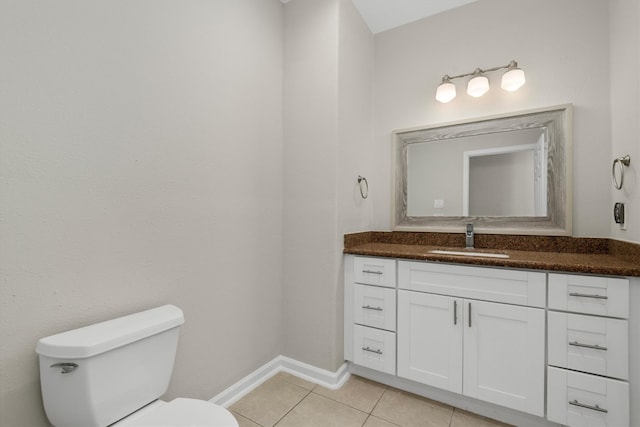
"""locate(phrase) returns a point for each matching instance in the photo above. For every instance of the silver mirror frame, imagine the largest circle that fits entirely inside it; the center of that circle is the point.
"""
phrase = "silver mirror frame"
(557, 122)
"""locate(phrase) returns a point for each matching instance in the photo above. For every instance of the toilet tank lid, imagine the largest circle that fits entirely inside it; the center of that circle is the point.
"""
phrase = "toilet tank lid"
(104, 336)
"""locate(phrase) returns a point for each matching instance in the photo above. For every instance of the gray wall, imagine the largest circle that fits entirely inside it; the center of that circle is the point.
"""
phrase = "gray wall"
(144, 159)
(563, 46)
(141, 159)
(624, 18)
(327, 120)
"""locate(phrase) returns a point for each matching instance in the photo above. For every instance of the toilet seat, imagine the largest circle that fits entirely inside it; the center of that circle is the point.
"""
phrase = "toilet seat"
(181, 412)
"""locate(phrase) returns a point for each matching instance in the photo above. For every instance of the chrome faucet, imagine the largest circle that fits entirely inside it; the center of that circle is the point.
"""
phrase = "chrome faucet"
(469, 236)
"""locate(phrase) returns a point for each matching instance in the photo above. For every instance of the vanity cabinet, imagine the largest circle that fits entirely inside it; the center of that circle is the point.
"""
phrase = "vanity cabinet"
(373, 313)
(509, 337)
(489, 350)
(588, 356)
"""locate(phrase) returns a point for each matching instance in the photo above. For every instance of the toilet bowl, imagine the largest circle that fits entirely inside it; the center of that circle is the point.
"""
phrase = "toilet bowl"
(113, 373)
(180, 412)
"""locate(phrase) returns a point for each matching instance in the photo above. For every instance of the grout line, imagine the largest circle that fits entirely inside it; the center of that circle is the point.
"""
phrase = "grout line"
(294, 407)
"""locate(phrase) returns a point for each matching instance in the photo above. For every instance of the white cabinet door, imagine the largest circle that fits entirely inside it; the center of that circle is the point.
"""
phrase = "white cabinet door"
(504, 349)
(430, 339)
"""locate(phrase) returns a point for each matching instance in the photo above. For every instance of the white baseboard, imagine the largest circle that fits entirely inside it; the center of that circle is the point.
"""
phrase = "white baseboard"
(322, 377)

-- -- --

Set task
Rewrite the lines from the one containing "white baseboard, imagine" through the end of the records, switching "white baseboard" to "white trim" and leaving everything else unchanged.

Task answer
"""locate(phrase) returns a point for each matching instance in the photo above. For every instance of the white trim, imagine the largest circle that fits entirely inside it; the center of that circle is the point.
"""
phrase = "white trim"
(322, 377)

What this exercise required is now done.